* Dataset entries *
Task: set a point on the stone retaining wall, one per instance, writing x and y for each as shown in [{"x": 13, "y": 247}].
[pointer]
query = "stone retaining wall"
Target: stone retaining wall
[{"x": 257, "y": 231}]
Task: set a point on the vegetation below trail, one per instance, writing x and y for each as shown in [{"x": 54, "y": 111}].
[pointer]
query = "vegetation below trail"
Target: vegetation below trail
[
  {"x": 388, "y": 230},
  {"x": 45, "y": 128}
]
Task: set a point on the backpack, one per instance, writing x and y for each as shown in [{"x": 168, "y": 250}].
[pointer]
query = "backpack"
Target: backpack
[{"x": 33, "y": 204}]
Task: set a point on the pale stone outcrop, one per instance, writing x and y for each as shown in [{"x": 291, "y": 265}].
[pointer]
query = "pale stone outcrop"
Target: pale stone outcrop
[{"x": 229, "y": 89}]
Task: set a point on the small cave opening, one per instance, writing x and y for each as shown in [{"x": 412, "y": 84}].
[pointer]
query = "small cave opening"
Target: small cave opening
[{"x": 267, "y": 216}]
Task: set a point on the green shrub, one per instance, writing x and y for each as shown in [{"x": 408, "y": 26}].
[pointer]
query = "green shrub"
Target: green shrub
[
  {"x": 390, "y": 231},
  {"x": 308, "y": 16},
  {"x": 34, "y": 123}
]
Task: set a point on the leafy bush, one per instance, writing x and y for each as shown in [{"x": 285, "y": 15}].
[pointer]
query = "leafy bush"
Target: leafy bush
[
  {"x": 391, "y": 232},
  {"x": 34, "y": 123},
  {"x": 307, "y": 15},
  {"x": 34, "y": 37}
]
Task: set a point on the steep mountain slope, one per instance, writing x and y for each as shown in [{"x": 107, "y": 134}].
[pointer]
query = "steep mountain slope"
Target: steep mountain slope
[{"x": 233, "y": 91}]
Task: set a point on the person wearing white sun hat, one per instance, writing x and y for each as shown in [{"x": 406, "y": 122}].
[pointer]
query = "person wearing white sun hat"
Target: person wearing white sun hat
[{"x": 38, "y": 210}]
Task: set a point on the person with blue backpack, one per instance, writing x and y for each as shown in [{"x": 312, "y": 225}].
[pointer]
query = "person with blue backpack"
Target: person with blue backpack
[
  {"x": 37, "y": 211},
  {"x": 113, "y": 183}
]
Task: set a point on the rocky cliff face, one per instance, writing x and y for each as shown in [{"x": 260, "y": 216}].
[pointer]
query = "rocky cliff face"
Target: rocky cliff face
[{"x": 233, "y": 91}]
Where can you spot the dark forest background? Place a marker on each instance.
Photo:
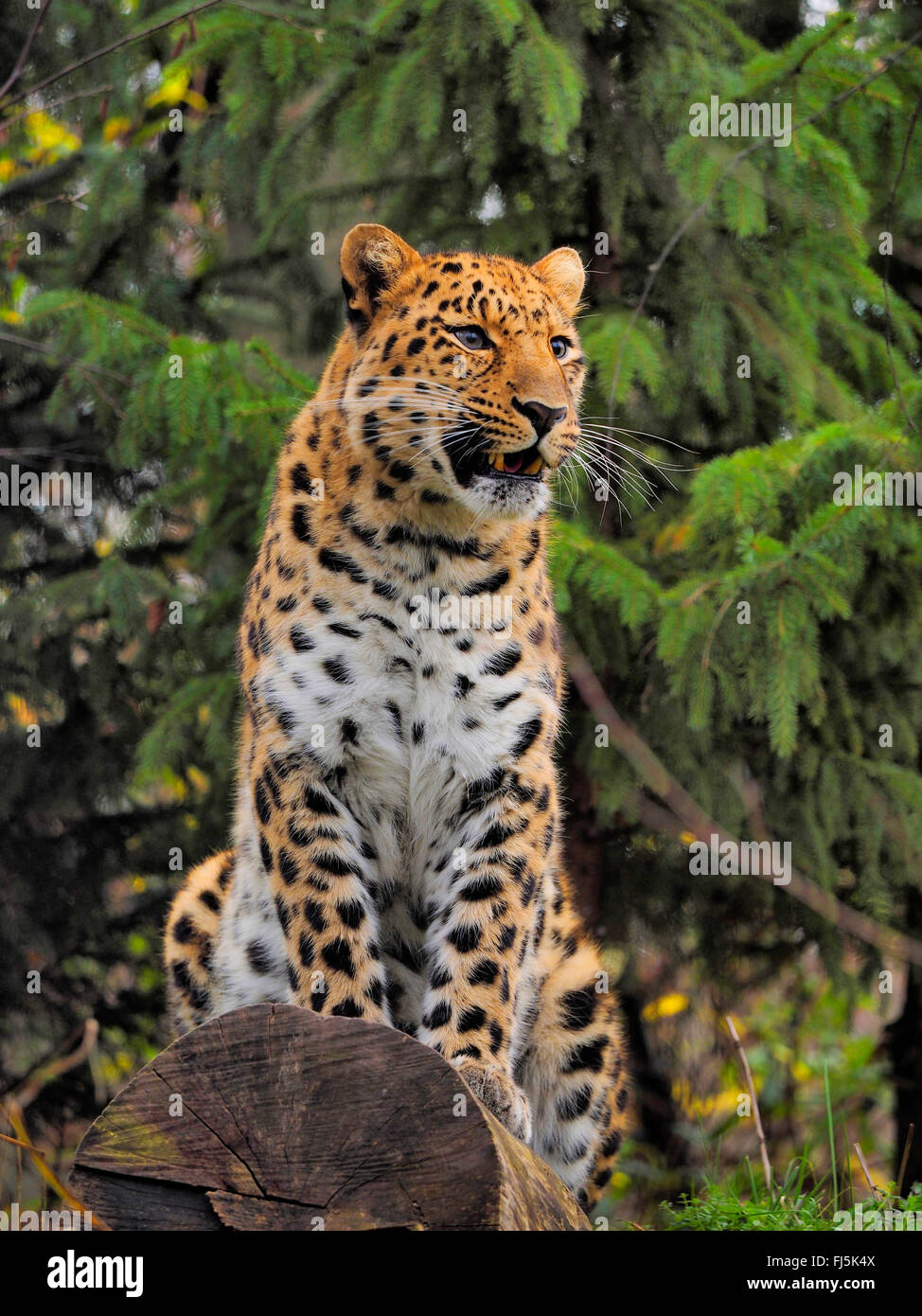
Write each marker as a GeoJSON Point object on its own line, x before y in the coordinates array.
{"type": "Point", "coordinates": [174, 187]}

* TASK OBJECTIVE *
Reproduce the lines from the one containing "Task: set a point on the person with" through the end of the records, requests included, but multiply every coordinate in the answers by 1.55 and round to whole numbers, with halves rounded up. Leave the coordinates in the requests and their format samples as they are, and omit the pictures.

* RESULT FOR THIS EXERCISE *
Task: set a point on the person with blue backpack, one per instance, writing x and y for each as shown in [{"x": 312, "y": 225}].
[pointer]
query = "person with blue backpack"
Target: person with blue backpack
[
  {"x": 57, "y": 327},
  {"x": 175, "y": 284}
]
Task: set a point on the rocky cliff face, one per instance, writing x and y for each as shown in [{"x": 260, "y": 216}].
[pointer]
query = "rocky cliff face"
Target: rocky cliff face
[{"x": 361, "y": 141}]
Where can you spot the dark forest background? Place a marker on each instance.
Photo:
Write each marker as a GeoJSON Point object on its own line, x before y in the coordinates array.
{"type": "Point", "coordinates": [270, 290]}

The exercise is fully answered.